### INSTRUCTIONS TO FOLLOW
Would you return the entries exactly, with every line intact?

### EXERCISE INPUT
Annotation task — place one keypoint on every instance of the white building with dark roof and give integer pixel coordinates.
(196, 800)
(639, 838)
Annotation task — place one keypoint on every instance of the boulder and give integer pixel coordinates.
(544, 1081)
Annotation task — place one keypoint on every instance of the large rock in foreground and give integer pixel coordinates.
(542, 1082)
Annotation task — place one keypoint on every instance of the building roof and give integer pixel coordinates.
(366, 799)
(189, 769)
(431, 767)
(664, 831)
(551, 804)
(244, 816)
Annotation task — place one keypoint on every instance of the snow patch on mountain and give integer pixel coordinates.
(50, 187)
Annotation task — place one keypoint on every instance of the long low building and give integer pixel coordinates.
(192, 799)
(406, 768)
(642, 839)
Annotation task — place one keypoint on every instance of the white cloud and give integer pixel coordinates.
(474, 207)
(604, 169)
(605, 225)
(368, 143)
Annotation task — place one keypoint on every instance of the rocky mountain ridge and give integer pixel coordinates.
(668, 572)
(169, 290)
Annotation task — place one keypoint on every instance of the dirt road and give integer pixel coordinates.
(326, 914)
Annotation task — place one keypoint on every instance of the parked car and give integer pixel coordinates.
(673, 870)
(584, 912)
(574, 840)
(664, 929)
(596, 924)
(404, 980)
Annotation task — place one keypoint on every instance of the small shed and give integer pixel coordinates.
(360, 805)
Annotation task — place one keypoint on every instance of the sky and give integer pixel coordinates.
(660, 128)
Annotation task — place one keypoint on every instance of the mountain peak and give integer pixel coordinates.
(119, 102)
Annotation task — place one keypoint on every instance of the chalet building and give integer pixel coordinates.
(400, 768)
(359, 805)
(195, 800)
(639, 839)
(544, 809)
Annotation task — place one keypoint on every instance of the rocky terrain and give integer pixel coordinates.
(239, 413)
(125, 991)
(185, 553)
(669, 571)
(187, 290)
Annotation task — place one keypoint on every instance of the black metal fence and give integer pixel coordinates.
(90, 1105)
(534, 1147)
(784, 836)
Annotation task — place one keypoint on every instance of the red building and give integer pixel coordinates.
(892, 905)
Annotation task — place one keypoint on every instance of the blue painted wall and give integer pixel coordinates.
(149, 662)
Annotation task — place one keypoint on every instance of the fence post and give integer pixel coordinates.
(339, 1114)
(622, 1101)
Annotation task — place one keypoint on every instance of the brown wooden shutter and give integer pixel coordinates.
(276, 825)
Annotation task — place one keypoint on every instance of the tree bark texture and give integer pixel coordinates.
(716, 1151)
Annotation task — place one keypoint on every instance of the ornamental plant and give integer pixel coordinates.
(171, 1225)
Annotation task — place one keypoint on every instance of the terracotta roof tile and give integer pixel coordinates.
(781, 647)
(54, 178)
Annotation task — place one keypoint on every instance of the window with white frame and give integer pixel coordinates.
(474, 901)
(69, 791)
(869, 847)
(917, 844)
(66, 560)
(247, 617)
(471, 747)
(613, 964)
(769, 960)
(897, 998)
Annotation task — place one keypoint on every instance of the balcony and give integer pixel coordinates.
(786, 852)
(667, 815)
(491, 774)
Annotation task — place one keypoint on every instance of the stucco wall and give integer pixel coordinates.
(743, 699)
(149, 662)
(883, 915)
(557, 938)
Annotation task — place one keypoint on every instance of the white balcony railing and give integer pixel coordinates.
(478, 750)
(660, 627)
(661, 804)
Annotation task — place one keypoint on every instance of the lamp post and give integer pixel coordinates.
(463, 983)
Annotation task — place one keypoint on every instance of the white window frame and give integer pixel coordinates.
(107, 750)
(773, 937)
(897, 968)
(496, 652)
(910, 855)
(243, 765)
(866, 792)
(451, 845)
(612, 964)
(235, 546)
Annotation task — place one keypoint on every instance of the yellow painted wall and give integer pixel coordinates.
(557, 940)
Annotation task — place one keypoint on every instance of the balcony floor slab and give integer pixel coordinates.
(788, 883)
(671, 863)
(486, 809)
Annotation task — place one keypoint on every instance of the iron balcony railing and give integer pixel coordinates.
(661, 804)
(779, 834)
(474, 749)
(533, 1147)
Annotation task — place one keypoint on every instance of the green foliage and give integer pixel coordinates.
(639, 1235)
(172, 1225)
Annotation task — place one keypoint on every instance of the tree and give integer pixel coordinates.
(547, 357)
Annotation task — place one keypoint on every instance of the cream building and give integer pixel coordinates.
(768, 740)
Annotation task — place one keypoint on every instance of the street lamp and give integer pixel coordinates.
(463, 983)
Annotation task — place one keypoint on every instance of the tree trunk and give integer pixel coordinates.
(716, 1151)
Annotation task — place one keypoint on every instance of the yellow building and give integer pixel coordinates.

### YOUR RESPONSE
Annotation task — place one keypoint on every instance of the white building with dark roof and give integer pixel coordinates.
(196, 800)
(639, 838)
Annotation task — place one keypoint on every instance of the boulder and give integer pixel coordinates.
(544, 1081)
Annotation task — place one keypoint on every instance of the large rock in foreground and give integer pixel coordinates.
(542, 1082)
Annotation task — place one keypoint on every instance of the building roof and give integer pixel coordinates.
(366, 799)
(189, 769)
(431, 767)
(664, 831)
(551, 804)
(244, 816)
Annotation task — place one keypoint on every instance of the snow patch on mountain and give integer pixel coordinates.
(50, 187)
Annotation task — place one keypoint on every instance of the long low building and give integer pixel coordinates.
(192, 799)
(406, 768)
(642, 839)
Annotation task — place one keypoint on every instance of the white cloud and give integer pixel coordinates.
(474, 207)
(604, 169)
(605, 225)
(368, 143)
Annotation task — place one keypoint on every instance of the rocky mountain ridge and give integer pixel coordinates.
(668, 572)
(169, 290)
Annotation task — place one keypoint on every instance of the dirt road and give integer pixel coordinates.
(326, 914)
Annotation task — place one keypoint on every instance of the parked car and give integer pixel coordinates.
(673, 870)
(584, 912)
(574, 840)
(664, 929)
(596, 924)
(404, 980)
Annotation task — place one keypoint on every instance of the small shed and give integer pixel coordinates.
(360, 805)
Annotation task — place one keypoint on every instance of the sky and give integer pixel coordinates.
(660, 128)
Annotation task — place one keypoint on every instance of the mountain peak and give integer pixel coordinates.
(119, 102)
Annotation task — place one keypoint on every instance of the chalet building and give integer pixel coordinates.
(400, 768)
(359, 805)
(195, 800)
(639, 839)
(544, 809)
Annotation task — place one keypoint on every instance of the rocky terrain and give integer pixel coordinates.
(239, 413)
(125, 991)
(185, 553)
(669, 571)
(187, 290)
Annotation task — place one keypoint on every instance of the black metal fence and give integer pixel coordinates.
(90, 1105)
(534, 1147)
(784, 836)
Annotation task — place one keypoint on every instance of the red building and give integer pixel coordinates.
(892, 905)
Annotation task — place one keypoint on every instance of the blue painted wall and give integer pixel coordinates.
(149, 662)
Annotation task — place one keypoint on every instance of the fence post and give integer pixel coordinates.
(339, 1114)
(622, 1101)
Annotation task — place one keypoint on every instance of the brown wooden shutter and give integer pixel coordinates.
(276, 825)
Annotation task — place one keypoint on every instance of the tree bark texture and give integer pixel coordinates.
(716, 1151)
Annotation task — place one keypoint on every instance of the ornamental plant and give integer pixel coordinates.
(171, 1225)
Annotation task — place one keypoint on every instance of the terracotta roof tile and give integer pixel coordinates.
(781, 647)
(54, 178)
Annotation task — place one keypoint on every instance of the window with white frame and give integer pixel coordinates.
(474, 901)
(69, 791)
(869, 847)
(917, 844)
(66, 560)
(247, 617)
(471, 747)
(613, 964)
(769, 960)
(897, 998)
Annotation task — place one keypoint on every instance of the balcony and give integer pixel coordinates.
(786, 852)
(667, 815)
(491, 774)
Annotation task — place one keypoint on every instance of the stucco wall and give integer pixel coordinates.
(743, 699)
(149, 662)
(883, 915)
(557, 938)
Annotation task — place one keypoint on every instance of the white balcony railing and give integer pixel coordinates.
(478, 750)
(660, 627)
(661, 804)
Annotation task — place one keypoint on every instance of the lamp post and give integer pixel coordinates.
(463, 983)
Annotation task — place one keypoint on every instance of the white window frame and give integer pixel coordinates.
(107, 750)
(773, 937)
(897, 968)
(496, 652)
(910, 855)
(243, 765)
(866, 792)
(451, 845)
(612, 964)
(235, 546)
Annotation task — place one keypoint on every instance of the yellow painted wall and give integer pixel coordinates.
(557, 940)
Annotation task — place one keypoint on every instance of the balcony floor slab and give integer pixel coordinates.
(788, 883)
(671, 863)
(486, 809)
Annotation task — place one keypoint on every instance of the iron balcony railing and give integer pixel coordinates.
(661, 804)
(779, 834)
(474, 749)
(533, 1147)
Annotation task — place one keypoint on every instance of the green foliage and give integer pixel coordinates.
(639, 1235)
(172, 1225)
Annotation task — place one keypoint on every instance of the tree and give integer pixel coordinates.
(547, 357)
Annotation task — place one keypoint on every instance of the cream building and give integer pixel coordinates.
(768, 740)
Annotation task — place one keypoint on every instance of the street lamp and give integer pixel coordinates.
(463, 983)
Annotation task — place one keypoint on every instance of the tree trunk and give integer pixel coordinates.
(716, 1151)
Annotation task — place one keypoint on every instance of the yellow building and give integer pixel coordinates.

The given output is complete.